### [WHAT YOU NEED TO DO]
Output the complete listing exactly.

### [RAW DATA]
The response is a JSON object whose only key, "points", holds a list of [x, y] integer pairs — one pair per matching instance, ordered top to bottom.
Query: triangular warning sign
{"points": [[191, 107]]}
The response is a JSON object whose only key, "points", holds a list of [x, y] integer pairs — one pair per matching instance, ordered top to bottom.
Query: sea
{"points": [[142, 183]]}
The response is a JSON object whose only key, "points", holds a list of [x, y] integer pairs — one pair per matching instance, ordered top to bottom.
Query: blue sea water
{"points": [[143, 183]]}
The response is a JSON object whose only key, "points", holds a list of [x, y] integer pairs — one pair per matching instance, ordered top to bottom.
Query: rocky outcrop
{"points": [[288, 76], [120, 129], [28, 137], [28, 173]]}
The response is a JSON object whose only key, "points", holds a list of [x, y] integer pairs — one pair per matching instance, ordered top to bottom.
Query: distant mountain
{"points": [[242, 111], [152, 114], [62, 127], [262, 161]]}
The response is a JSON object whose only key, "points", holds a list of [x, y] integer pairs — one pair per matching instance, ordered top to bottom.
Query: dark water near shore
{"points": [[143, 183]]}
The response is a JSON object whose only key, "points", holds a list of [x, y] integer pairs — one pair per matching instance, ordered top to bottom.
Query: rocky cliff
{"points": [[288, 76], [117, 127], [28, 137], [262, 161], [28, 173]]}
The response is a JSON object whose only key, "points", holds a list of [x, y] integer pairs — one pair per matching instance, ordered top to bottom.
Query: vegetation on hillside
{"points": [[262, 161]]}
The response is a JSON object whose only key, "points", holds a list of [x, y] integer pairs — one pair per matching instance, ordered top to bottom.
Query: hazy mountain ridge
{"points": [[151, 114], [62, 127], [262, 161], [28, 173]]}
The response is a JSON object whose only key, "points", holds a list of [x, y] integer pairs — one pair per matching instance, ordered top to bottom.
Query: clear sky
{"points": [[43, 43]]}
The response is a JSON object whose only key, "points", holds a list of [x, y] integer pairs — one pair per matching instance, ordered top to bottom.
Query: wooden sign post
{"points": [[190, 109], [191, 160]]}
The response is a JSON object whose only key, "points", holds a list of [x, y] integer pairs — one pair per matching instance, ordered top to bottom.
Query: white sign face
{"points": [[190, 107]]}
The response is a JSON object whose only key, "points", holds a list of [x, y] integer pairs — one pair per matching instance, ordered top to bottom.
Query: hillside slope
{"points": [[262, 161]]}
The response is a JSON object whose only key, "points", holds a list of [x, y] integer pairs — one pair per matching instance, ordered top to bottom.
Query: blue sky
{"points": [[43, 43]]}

### [SOLUTION TO THIS PROBLEM]
The response is a JSON object whose only key, "points", holds a list of [x, y] integer pairs — one pair per matching instance, ordered top to bottom.
Query: triangular warning sign
{"points": [[191, 107]]}
The response is a JSON object whose only key, "points", holds a list of [x, y] integer pairs — one pair per matching instance, ordered top to bottom.
Query: sea
{"points": [[142, 183]]}
The response is a JSON object whose only key, "points", holds a list of [x, y] integer pairs — one pair per matching instance, ordered top to bottom.
Query: blue sea water
{"points": [[143, 183]]}
The response is a JSON object whose only key, "points", holds a list of [x, y] integer pairs — one pair per matching instance, ordered top to bottom.
Query: rocky outcrop
{"points": [[288, 76], [120, 129], [28, 137], [28, 173]]}
The response is a JSON object whose only key, "points", holds a list of [x, y] integer pairs — one pair per matching instance, ordered top to bottom.
Query: distant mountain
{"points": [[242, 111], [152, 114], [62, 127], [262, 161]]}
The response is a JSON object whose only key, "points", holds a list of [x, y] integer pairs — one pair per matching instance, ordered top to bottom.
Query: dark water near shore
{"points": [[143, 183]]}
The response is a JSON object whose only key, "points", holds a list of [x, y] integer pairs — one pair per matching instance, ordered top to bottom.
Query: rocky cliff
{"points": [[288, 76], [117, 127], [28, 137], [262, 161], [28, 173]]}
The response is a JSON object whose only key, "points", holds a list of [x, y] integer pairs — one pair per matching instance, ordered top to bottom.
Query: vegetation on hillside
{"points": [[262, 161]]}
The response is a JSON object whose only key, "points", holds a list of [x, y] integer pairs — one pair per matching instance, ordered top to bottom.
Query: hazy mountain ridge
{"points": [[151, 114], [62, 127], [262, 161], [28, 173]]}
The response is a JSON object whose only key, "points", holds a list of [x, y] integer pairs — one pair per matching instance, ordered top to bottom.
Query: clear sky
{"points": [[43, 43]]}
The response is a JSON object whose only key, "points", holds a list of [x, y] integer pairs — one pair per matching instance, ordered top to bottom.
Query: wooden sign post
{"points": [[190, 109], [191, 160]]}
The response is a JSON object whose only key, "points", holds a list of [x, y] integer pairs — one pair per matching instance, ordered top to bottom.
Query: white sign face
{"points": [[190, 107]]}
The response is a JSON object whose only key, "points", holds a list of [x, y] integer pairs — one pair per matching instance, ordered top to bottom.
Query: hillside slope
{"points": [[262, 161]]}
The response is a JSON object whose only key, "points", holds a list of [x, y] integer pairs — one pair per matching instance, ordered top to bottom.
Query: blue sky
{"points": [[43, 43]]}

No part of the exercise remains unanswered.